▸ CHALLENGE:
Count the lines in the records that contain the string "second", and give only that number.

▸ DATA EXCERPTS:
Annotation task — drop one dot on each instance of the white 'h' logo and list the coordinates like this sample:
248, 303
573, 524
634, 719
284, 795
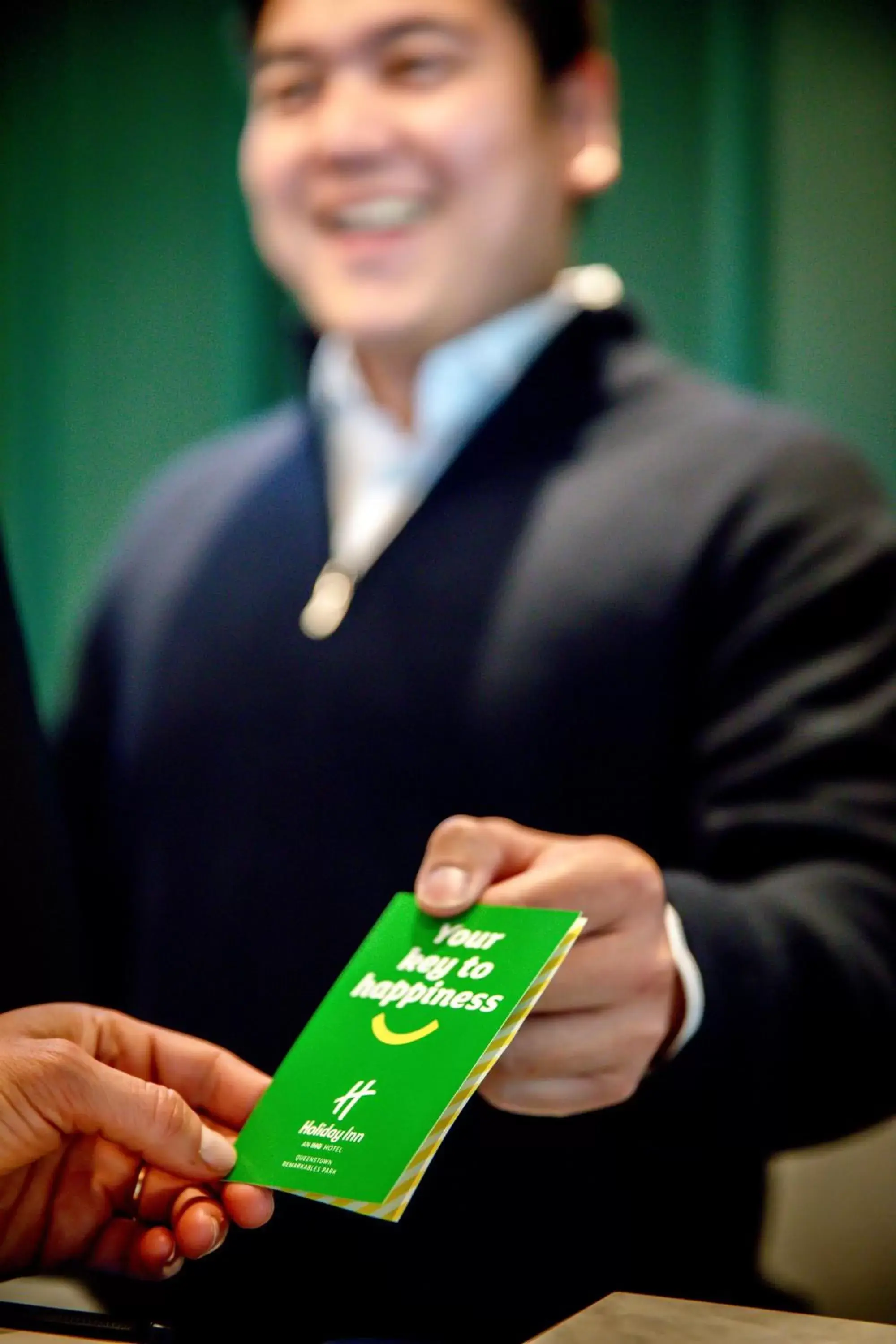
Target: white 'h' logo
353, 1097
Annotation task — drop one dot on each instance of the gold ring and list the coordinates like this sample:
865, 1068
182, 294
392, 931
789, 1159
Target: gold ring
132, 1205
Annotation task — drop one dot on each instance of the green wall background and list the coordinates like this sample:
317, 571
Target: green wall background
755, 225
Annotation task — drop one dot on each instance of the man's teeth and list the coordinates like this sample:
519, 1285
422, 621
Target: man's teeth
386, 213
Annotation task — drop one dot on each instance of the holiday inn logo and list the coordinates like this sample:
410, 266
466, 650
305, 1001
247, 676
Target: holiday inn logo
353, 1097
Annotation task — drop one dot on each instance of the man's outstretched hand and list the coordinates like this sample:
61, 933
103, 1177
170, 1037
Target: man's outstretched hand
86, 1098
614, 1004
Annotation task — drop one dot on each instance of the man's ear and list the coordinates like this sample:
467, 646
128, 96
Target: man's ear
589, 105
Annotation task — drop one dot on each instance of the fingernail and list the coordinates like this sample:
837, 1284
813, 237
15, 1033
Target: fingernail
215, 1233
217, 1151
447, 887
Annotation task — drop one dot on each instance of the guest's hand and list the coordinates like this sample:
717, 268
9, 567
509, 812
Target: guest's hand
113, 1140
616, 1002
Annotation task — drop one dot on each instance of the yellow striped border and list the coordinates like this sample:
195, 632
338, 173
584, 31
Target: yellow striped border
400, 1197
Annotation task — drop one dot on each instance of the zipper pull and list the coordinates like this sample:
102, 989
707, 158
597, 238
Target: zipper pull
330, 603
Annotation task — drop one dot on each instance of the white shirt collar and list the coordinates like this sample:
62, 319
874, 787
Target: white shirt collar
458, 382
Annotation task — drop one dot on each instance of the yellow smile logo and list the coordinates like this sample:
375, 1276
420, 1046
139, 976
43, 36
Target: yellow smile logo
396, 1038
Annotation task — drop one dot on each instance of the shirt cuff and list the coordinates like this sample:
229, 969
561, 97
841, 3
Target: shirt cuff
691, 983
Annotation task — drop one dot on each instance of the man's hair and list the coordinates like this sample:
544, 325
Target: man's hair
562, 30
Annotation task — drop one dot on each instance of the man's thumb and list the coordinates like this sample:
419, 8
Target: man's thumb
150, 1120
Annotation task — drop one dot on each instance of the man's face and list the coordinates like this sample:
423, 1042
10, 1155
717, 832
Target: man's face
406, 171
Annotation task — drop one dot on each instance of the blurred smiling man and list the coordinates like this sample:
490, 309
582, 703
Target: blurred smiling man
503, 599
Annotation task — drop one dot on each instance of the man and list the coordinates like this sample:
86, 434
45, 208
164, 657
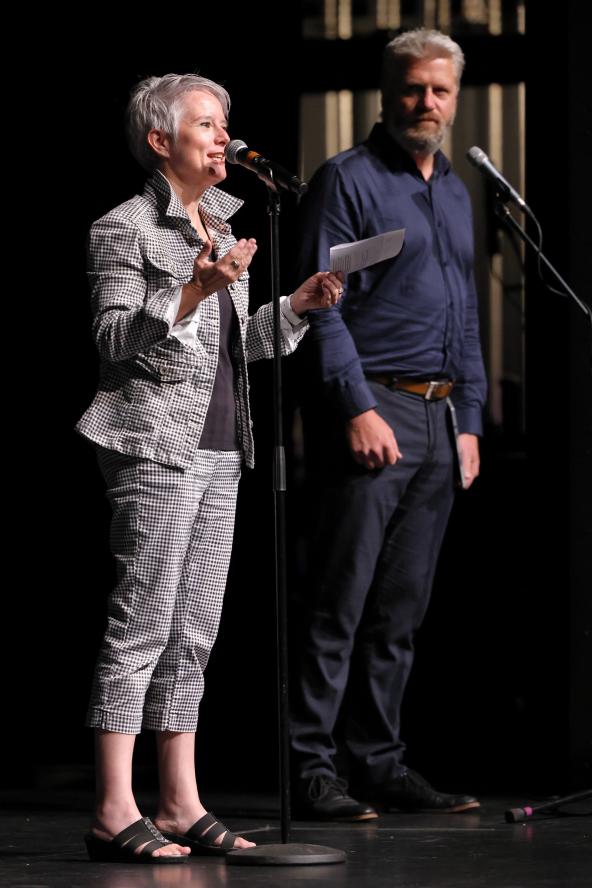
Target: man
402, 345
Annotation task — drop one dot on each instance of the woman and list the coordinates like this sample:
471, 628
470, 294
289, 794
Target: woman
171, 423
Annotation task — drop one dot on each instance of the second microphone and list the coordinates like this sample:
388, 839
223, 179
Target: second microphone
271, 173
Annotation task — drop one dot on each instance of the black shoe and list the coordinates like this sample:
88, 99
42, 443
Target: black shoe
326, 798
411, 792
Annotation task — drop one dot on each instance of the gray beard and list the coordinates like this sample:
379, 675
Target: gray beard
414, 143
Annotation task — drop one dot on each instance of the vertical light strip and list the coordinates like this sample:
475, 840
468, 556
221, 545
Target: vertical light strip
495, 17
496, 307
429, 13
388, 14
344, 19
443, 23
474, 11
330, 18
345, 101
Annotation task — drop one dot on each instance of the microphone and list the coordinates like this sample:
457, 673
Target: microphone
271, 173
480, 160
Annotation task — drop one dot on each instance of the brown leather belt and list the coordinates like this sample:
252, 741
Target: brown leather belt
432, 391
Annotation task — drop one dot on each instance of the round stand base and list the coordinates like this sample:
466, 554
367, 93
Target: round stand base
285, 855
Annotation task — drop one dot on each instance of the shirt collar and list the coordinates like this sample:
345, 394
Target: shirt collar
396, 158
216, 205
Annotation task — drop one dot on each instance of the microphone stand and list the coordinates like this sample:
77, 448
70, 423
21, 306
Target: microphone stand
503, 213
525, 812
284, 853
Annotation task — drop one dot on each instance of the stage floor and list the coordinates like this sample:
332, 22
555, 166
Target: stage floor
42, 847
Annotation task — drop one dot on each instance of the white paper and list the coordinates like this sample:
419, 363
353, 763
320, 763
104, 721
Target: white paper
361, 254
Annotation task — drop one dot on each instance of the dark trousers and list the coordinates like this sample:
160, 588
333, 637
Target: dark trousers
370, 576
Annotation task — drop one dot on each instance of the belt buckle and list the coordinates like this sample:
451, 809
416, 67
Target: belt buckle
432, 386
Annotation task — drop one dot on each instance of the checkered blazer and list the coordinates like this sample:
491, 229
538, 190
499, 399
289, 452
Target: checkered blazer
154, 390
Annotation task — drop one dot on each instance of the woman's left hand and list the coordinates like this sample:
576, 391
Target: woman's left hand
322, 290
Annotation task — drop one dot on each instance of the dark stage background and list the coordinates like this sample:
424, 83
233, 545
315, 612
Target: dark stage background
500, 695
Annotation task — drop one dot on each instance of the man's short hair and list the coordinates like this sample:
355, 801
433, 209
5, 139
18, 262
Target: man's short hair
420, 43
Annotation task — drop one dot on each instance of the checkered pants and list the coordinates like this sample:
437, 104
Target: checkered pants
171, 536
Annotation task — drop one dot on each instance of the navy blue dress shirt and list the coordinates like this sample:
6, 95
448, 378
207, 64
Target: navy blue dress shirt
411, 316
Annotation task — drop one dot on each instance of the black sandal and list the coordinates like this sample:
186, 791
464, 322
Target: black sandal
201, 837
122, 848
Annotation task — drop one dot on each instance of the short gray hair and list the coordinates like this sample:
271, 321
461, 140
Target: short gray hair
421, 43
157, 103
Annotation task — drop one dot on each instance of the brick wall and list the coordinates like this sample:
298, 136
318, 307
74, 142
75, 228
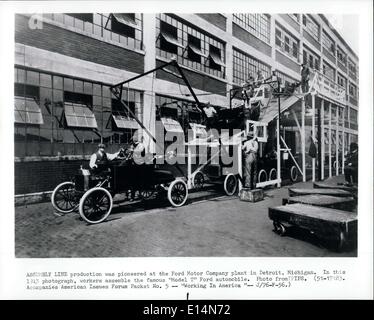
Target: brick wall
291, 21
69, 43
38, 176
313, 41
248, 38
197, 80
214, 18
281, 58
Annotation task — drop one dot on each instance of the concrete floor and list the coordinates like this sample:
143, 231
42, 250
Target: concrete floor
218, 226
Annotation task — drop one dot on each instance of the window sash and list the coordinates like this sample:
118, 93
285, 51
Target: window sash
171, 39
123, 122
79, 115
124, 19
26, 110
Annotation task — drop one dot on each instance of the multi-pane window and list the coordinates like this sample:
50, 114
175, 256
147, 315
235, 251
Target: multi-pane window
311, 26
295, 17
342, 56
123, 113
352, 89
328, 43
353, 116
311, 59
286, 42
124, 28
352, 68
342, 81
256, 24
328, 71
246, 66
63, 115
285, 79
192, 47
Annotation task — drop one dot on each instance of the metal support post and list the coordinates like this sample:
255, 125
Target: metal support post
303, 137
330, 158
313, 135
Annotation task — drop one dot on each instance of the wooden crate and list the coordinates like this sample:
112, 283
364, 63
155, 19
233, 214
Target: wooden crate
328, 192
336, 227
339, 203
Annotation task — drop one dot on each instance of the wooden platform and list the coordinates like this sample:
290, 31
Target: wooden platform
325, 185
340, 203
320, 191
251, 195
337, 226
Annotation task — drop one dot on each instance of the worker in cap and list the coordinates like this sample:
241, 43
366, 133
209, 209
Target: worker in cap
250, 150
100, 157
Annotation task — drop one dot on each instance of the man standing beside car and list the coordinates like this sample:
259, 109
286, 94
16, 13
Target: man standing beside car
101, 158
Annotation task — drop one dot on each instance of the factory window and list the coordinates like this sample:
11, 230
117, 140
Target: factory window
285, 79
328, 71
352, 69
295, 17
169, 38
256, 24
124, 24
286, 43
328, 43
342, 81
353, 116
123, 119
342, 56
26, 104
352, 90
87, 17
215, 60
191, 47
311, 26
123, 28
311, 59
245, 66
77, 110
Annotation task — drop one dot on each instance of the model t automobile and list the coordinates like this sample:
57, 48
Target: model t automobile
92, 191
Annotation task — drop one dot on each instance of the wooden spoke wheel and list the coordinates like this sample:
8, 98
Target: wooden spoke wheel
146, 194
230, 184
177, 193
95, 205
64, 198
198, 180
294, 174
262, 176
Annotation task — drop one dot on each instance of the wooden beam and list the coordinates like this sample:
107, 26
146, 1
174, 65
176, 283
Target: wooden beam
322, 139
313, 135
330, 159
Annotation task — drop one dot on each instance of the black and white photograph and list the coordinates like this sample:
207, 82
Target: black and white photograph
168, 134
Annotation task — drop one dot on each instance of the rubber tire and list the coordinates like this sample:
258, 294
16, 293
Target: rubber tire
170, 189
225, 184
201, 177
145, 198
81, 202
262, 171
54, 195
293, 168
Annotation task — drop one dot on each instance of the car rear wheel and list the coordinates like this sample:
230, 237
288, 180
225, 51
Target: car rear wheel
294, 173
95, 205
198, 180
64, 198
262, 176
177, 193
230, 184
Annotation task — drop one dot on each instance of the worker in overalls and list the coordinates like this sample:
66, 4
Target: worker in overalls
100, 158
250, 150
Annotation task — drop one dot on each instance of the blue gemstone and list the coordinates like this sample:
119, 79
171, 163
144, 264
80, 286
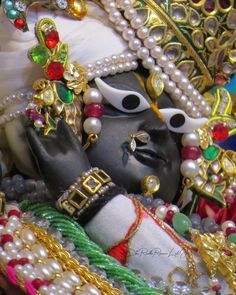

▸ EXERCISE ANSWER:
2